# WORK REQUEST
Each entry that follows is to be duplicated exactly, without its images.

# PROVIDED RECORDS
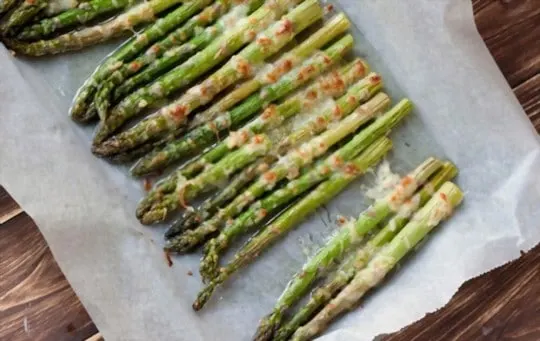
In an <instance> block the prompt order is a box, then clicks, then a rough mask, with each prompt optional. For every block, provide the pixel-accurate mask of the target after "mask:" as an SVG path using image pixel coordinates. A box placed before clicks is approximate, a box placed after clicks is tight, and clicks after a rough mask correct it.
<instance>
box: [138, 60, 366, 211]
mask: <svg viewBox="0 0 540 341" xmlns="http://www.w3.org/2000/svg"><path fill="white" fill-rule="evenodd" d="M366 69H367V66H366V64H365V63H364V62H363V61H362V60H361V59H357V60H356V61H354V62H352V63H351V64H349V65H347V66H345V67H344V68H342V69H340V70H339V71H336V72H332V73H331V74H330V75H327V76H324V77H321V78H320V79H319V80H318V81H317V82H315V84H313V85H312V86H310V87H308V88H307V89H306V90H305V91H303V92H302V93H301V94H299V95H296V96H293V97H292V98H290V99H289V100H287V101H286V102H285V103H283V104H282V105H280V106H278V107H277V108H276V110H275V111H276V114H274V109H273V107H270V108H268V109H267V110H265V111H264V112H263V113H262V115H261V116H259V117H258V118H257V119H256V120H255V121H254V122H253V123H251V124H249V125H248V126H247V127H246V128H247V129H242V130H241V131H239V132H237V133H233V134H231V135H236V136H240V137H242V140H239V139H238V138H232V136H230V137H229V138H227V139H226V140H225V141H224V142H222V143H220V144H218V145H217V146H216V147H215V148H212V149H211V150H210V151H208V152H207V153H205V154H204V155H202V156H201V157H199V158H197V159H196V160H194V161H192V162H190V163H188V164H187V165H186V166H184V167H182V168H181V169H180V172H179V173H178V174H181V175H182V176H183V177H186V178H192V177H194V176H195V175H197V174H198V173H199V172H200V171H201V170H202V169H204V168H205V167H207V166H208V165H210V164H213V163H216V162H217V161H219V160H220V159H221V158H223V156H224V155H226V154H227V153H228V152H229V151H230V150H231V149H233V148H235V147H236V146H237V145H239V144H241V143H244V142H245V140H249V136H250V134H251V132H253V133H257V131H260V132H262V131H264V130H268V129H270V128H272V127H273V126H275V125H277V124H280V122H281V121H283V120H285V119H287V118H289V117H291V116H292V115H294V114H296V113H298V112H299V111H301V110H303V109H308V108H310V107H312V106H313V105H314V104H316V102H317V100H318V99H319V98H321V97H325V96H331V97H338V96H341V95H342V94H343V93H344V92H345V90H346V89H347V87H348V86H349V85H350V84H352V83H354V82H355V81H357V80H358V79H359V78H361V77H363V76H364V75H365V72H366ZM252 128H253V129H252ZM255 129H258V130H255ZM175 176H176V175H175V174H174V175H172V176H170V177H168V178H167V179H165V180H163V181H161V182H160V183H159V184H157V185H156V188H155V189H154V190H152V191H151V192H150V193H149V194H148V195H147V196H146V197H145V198H144V199H143V200H142V201H141V202H140V203H139V205H138V207H137V212H136V213H137V217H138V218H140V217H142V215H143V214H144V212H146V210H148V209H149V207H150V206H151V205H152V204H153V202H155V201H156V200H160V198H161V197H162V196H163V195H164V194H166V193H169V192H171V191H173V190H174V183H175V182H176V178H175Z"/></svg>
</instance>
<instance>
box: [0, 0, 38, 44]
mask: <svg viewBox="0 0 540 341" xmlns="http://www.w3.org/2000/svg"><path fill="white" fill-rule="evenodd" d="M10 6H11V4H8V6H7V7H10ZM45 7H47V1H46V0H24V1H23V2H22V3H21V4H20V5H19V6H18V7H16V8H15V10H14V11H13V13H11V15H10V16H9V18H7V20H6V21H5V22H4V23H2V26H1V28H0V31H1V32H2V33H3V34H5V35H10V34H12V33H13V31H15V30H16V29H18V28H19V27H21V26H23V25H24V24H26V23H27V22H29V21H30V20H32V19H33V18H34V17H35V16H36V15H38V13H39V12H41V11H42V10H43V9H45Z"/></svg>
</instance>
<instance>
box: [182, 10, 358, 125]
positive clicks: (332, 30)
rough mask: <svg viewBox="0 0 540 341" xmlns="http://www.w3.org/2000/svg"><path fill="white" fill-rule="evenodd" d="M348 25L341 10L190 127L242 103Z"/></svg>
mask: <svg viewBox="0 0 540 341" xmlns="http://www.w3.org/2000/svg"><path fill="white" fill-rule="evenodd" d="M349 27H350V21H349V19H348V18H347V16H346V15H345V14H343V13H340V14H338V15H336V16H334V17H333V18H332V19H331V20H330V21H328V22H327V23H326V24H325V25H324V27H322V28H321V29H320V30H318V31H317V32H315V33H314V34H312V35H310V36H309V38H307V39H306V40H305V41H304V42H302V43H301V44H300V45H298V46H297V47H296V48H294V49H293V50H292V51H290V52H288V53H286V54H285V55H284V56H283V57H282V58H280V59H279V60H278V61H277V62H275V63H274V64H273V65H272V66H271V67H270V69H269V70H268V71H265V72H264V73H263V74H261V75H260V76H258V77H255V78H253V79H251V80H249V81H246V82H244V83H243V84H241V85H240V86H239V87H238V88H236V89H234V90H233V91H231V92H230V93H229V94H227V95H226V96H225V97H223V98H222V99H221V100H220V101H219V102H218V103H216V104H214V105H213V106H212V107H210V108H209V109H207V110H205V111H204V112H202V113H198V114H197V116H195V117H194V118H193V120H192V121H191V122H190V128H193V127H196V126H199V125H201V124H203V123H206V122H209V121H211V120H213V119H215V118H216V117H217V116H218V115H220V114H222V113H223V112H224V111H226V110H229V109H230V108H232V107H233V106H235V105H236V104H237V103H240V102H241V101H242V100H244V99H246V98H247V97H248V96H249V95H251V94H253V93H255V92H256V91H258V90H259V89H260V88H261V87H263V86H265V85H268V84H273V83H275V82H277V81H278V80H279V79H280V78H281V76H283V75H285V74H286V73H288V72H289V71H291V70H292V68H294V67H296V66H297V65H298V64H300V63H301V62H302V61H303V59H305V58H307V57H308V56H310V55H311V54H312V53H313V51H315V50H317V49H320V48H322V47H323V46H324V45H326V44H327V43H328V42H330V41H332V40H333V39H334V38H336V37H337V36H339V35H341V34H342V33H344V32H345V31H346V30H348V29H349Z"/></svg>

# SOLVED PROBLEM
In an <instance> block the prompt order is a box, then clicks, then a rough mask, with each prompt optional. For every block, provide the pixel-accurate mask of the target after "mask:" as an SVG path using image pixel coordinates. A box placed before clicks is approximate, a box placed after clicks is tight, and clicks after a rough mask correct it.
<instance>
box: [138, 60, 366, 211]
mask: <svg viewBox="0 0 540 341" xmlns="http://www.w3.org/2000/svg"><path fill="white" fill-rule="evenodd" d="M366 69H367V66H366V64H365V63H364V62H363V61H362V60H361V59H357V60H356V61H354V62H352V63H351V64H349V65H347V66H345V67H344V68H342V69H340V70H339V71H336V72H332V73H331V74H330V75H327V76H324V77H321V78H320V79H319V80H318V81H317V82H315V84H313V85H312V86H310V87H308V88H307V89H306V90H305V91H303V92H302V93H301V94H299V95H296V96H293V97H292V98H290V99H289V100H287V101H286V102H285V103H283V104H282V105H280V106H278V107H277V108H276V110H275V111H276V114H274V109H273V107H270V108H268V109H267V110H265V111H264V112H263V113H262V115H261V116H259V117H258V118H257V119H256V120H255V121H254V122H253V123H251V124H249V125H248V126H247V127H246V128H247V129H242V130H241V131H239V132H237V133H233V134H231V135H236V136H240V137H242V140H239V139H238V138H232V136H230V137H229V138H227V139H226V140H225V141H224V142H222V143H220V144H218V145H217V146H216V147H215V148H212V149H211V150H210V151H208V152H207V153H205V154H204V155H202V156H201V157H199V158H197V159H196V160H194V161H192V162H190V163H188V164H187V165H186V166H184V167H182V168H181V169H180V172H179V173H178V174H181V175H182V176H183V177H186V178H192V177H194V176H195V175H197V174H198V173H199V172H200V171H201V170H202V169H204V168H205V167H207V166H208V165H210V164H213V163H216V162H217V161H219V160H220V159H221V158H223V156H224V155H226V154H227V153H228V152H229V151H230V150H231V149H233V148H235V147H236V146H237V145H239V144H241V143H244V142H245V140H249V136H250V134H251V132H253V133H257V131H260V132H262V131H264V130H268V129H270V128H272V127H273V126H275V125H277V124H280V122H281V121H283V120H285V119H287V118H289V117H291V116H292V115H294V114H296V113H298V112H299V111H301V110H303V109H308V108H310V107H312V106H313V105H314V104H316V102H317V100H318V99H319V98H321V97H325V96H331V97H338V96H341V95H342V94H343V93H344V92H345V90H346V89H347V87H348V86H349V85H350V84H352V83H354V82H355V81H357V80H358V79H359V78H361V77H363V76H364V75H365V72H366ZM252 128H253V129H252ZM255 129H258V130H255ZM175 176H176V175H175V174H174V175H172V176H170V177H168V178H167V179H165V180H163V181H161V182H160V183H159V184H157V185H156V188H155V189H154V190H152V191H151V192H150V193H149V194H148V195H147V196H146V197H145V198H144V199H143V200H142V201H141V202H140V203H139V205H138V207H137V212H136V213H137V217H138V218H140V217H142V215H143V214H144V212H146V210H148V209H149V207H150V206H151V205H152V204H153V202H155V201H156V200H160V198H161V197H162V196H163V195H164V194H166V193H169V192H171V191H173V190H174V183H175V182H176V178H175Z"/></svg>
</instance>
<instance>
box: [0, 0, 38, 44]
mask: <svg viewBox="0 0 540 341" xmlns="http://www.w3.org/2000/svg"><path fill="white" fill-rule="evenodd" d="M10 6H11V4H8V6H7V7H10ZM45 7H47V1H46V0H24V1H23V2H22V3H21V4H20V5H19V6H18V7H16V8H15V10H14V11H13V13H11V15H10V16H9V18H7V20H6V21H5V22H4V23H2V26H1V28H0V31H1V32H2V33H3V34H5V35H10V34H12V33H13V31H15V30H16V29H18V28H19V27H21V26H23V25H24V24H26V23H27V22H29V21H30V20H32V19H33V18H34V17H35V16H36V15H38V13H39V12H41V11H42V10H43V9H45Z"/></svg>
</instance>
<instance>
box: [182, 10, 358, 125]
positive clicks: (332, 30)
rough mask: <svg viewBox="0 0 540 341" xmlns="http://www.w3.org/2000/svg"><path fill="white" fill-rule="evenodd" d="M348 25L341 10L190 127L242 103Z"/></svg>
mask: <svg viewBox="0 0 540 341" xmlns="http://www.w3.org/2000/svg"><path fill="white" fill-rule="evenodd" d="M349 27H350V21H349V19H348V18H347V16H346V15H345V14H343V13H340V14H338V15H336V16H334V17H333V18H332V19H331V20H330V21H328V22H327V23H326V24H325V25H324V27H322V28H321V29H320V30H318V31H317V32H315V33H314V34H312V35H310V36H309V38H307V39H306V40H305V41H304V42H302V43H301V44H300V45H298V46H297V47H296V48H294V49H293V50H292V51H290V52H288V53H286V54H285V55H284V56H283V57H282V58H280V59H279V60H278V61H277V62H275V63H274V64H273V65H272V66H271V67H270V69H269V70H268V71H265V72H264V73H263V74H261V75H260V76H258V77H255V78H253V79H251V80H249V81H246V82H244V83H243V84H241V85H240V86H239V87H238V88H236V89H234V90H233V91H231V92H230V93H229V94H227V95H226V96H225V97H223V98H222V99H221V100H220V101H219V102H218V103H216V104H214V105H213V106H212V107H210V108H209V109H207V110H205V111H204V112H202V113H198V114H197V116H195V117H194V118H193V120H192V121H191V122H190V128H193V127H196V126H199V125H201V124H203V123H206V122H209V121H211V120H213V119H215V118H216V117H217V116H218V115H220V114H222V113H223V112H224V111H226V110H229V109H230V108H232V107H233V106H235V105H236V104H237V103H240V102H241V101H242V100H244V99H246V98H247V97H248V96H249V95H251V94H253V93H255V92H256V91H258V90H259V89H260V88H261V87H263V86H265V85H268V84H273V83H275V82H277V81H278V80H279V79H280V78H281V76H283V75H285V74H286V73H288V72H289V71H291V70H292V68H294V67H296V66H297V65H298V64H300V63H301V62H302V61H303V59H305V58H307V57H308V56H310V55H311V54H312V53H313V51H315V50H317V49H320V48H322V47H323V46H324V45H326V44H327V43H328V42H330V41H332V40H333V39H334V38H336V37H337V36H339V35H341V34H342V33H344V32H345V31H346V30H348V29H349Z"/></svg>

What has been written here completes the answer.